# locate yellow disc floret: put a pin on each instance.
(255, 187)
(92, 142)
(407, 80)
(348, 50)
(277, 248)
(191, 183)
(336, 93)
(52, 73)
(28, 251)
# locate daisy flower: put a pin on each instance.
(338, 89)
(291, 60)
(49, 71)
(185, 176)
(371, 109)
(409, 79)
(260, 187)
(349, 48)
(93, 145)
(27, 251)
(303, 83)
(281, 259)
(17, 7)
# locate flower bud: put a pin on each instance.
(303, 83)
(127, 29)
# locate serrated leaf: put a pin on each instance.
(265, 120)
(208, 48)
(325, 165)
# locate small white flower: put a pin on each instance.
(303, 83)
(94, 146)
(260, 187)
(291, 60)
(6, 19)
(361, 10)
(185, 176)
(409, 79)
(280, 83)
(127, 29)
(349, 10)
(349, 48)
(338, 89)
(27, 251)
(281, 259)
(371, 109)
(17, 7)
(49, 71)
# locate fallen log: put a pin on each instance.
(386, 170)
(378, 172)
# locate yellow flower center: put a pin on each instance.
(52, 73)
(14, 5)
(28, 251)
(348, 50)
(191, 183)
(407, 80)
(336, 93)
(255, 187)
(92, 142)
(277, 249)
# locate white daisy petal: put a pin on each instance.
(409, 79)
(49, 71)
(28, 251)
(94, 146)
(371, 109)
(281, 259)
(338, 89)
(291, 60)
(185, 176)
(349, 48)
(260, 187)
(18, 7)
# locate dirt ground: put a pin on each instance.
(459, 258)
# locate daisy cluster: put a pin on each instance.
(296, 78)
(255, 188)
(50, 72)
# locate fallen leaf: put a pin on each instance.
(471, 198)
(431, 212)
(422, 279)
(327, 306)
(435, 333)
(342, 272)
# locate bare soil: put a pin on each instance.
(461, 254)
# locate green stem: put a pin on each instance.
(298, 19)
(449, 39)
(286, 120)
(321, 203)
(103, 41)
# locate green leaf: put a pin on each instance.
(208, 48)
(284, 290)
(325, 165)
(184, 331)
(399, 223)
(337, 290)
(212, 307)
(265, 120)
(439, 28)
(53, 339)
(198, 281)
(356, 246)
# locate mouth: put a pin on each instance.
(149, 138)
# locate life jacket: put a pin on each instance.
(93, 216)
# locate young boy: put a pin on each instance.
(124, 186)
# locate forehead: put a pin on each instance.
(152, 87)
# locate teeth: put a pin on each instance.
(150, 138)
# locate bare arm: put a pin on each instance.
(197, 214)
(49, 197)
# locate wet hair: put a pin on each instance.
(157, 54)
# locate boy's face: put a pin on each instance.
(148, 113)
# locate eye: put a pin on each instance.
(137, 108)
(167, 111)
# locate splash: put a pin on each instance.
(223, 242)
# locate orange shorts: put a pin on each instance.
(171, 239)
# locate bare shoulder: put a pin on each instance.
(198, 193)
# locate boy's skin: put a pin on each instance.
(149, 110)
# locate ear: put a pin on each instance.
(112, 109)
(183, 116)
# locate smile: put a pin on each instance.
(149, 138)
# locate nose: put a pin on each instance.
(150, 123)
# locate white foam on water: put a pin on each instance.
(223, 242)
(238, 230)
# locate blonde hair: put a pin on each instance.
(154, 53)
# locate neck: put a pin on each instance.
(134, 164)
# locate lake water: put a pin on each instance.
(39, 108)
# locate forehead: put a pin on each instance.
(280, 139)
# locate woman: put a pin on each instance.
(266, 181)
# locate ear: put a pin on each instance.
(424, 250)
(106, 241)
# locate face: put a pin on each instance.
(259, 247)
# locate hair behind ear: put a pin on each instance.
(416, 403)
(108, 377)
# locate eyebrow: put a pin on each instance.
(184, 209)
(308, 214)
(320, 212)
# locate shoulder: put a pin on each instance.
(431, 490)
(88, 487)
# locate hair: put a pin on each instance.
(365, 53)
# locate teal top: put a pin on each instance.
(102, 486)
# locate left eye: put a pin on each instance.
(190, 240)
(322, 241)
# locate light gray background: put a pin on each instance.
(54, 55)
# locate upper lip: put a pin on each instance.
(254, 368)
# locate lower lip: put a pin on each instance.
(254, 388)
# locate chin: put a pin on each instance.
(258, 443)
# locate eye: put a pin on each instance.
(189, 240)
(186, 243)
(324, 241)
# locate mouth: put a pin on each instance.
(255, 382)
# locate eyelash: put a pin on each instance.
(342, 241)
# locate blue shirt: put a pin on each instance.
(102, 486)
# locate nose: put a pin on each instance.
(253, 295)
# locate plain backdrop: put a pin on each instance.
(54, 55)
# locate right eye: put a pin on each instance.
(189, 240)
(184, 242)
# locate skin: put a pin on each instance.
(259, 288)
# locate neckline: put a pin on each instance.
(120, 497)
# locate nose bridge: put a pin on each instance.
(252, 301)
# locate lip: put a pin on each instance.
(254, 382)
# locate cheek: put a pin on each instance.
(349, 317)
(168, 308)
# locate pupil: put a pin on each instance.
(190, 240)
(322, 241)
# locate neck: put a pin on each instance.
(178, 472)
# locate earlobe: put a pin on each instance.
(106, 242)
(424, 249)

#### [INSTRUCTIONS TO FOLLOW]
The answer consists only of the lines from the one containing "# locate nose bridge: put" to the end of the records, each written out exactly.

#### [ANSWER BELOW]
# locate nose bridge: put a pin on each instance.
(252, 301)
# locate lip: put a pin on each instance.
(254, 382)
# locate cheek: put a pin on each instance.
(349, 317)
(168, 308)
# locate pupil: put a pin on each instance.
(190, 240)
(322, 241)
# locate neck: put a pin on each instance.
(178, 472)
# locate earlobe: put a pin on each instance.
(106, 242)
(424, 249)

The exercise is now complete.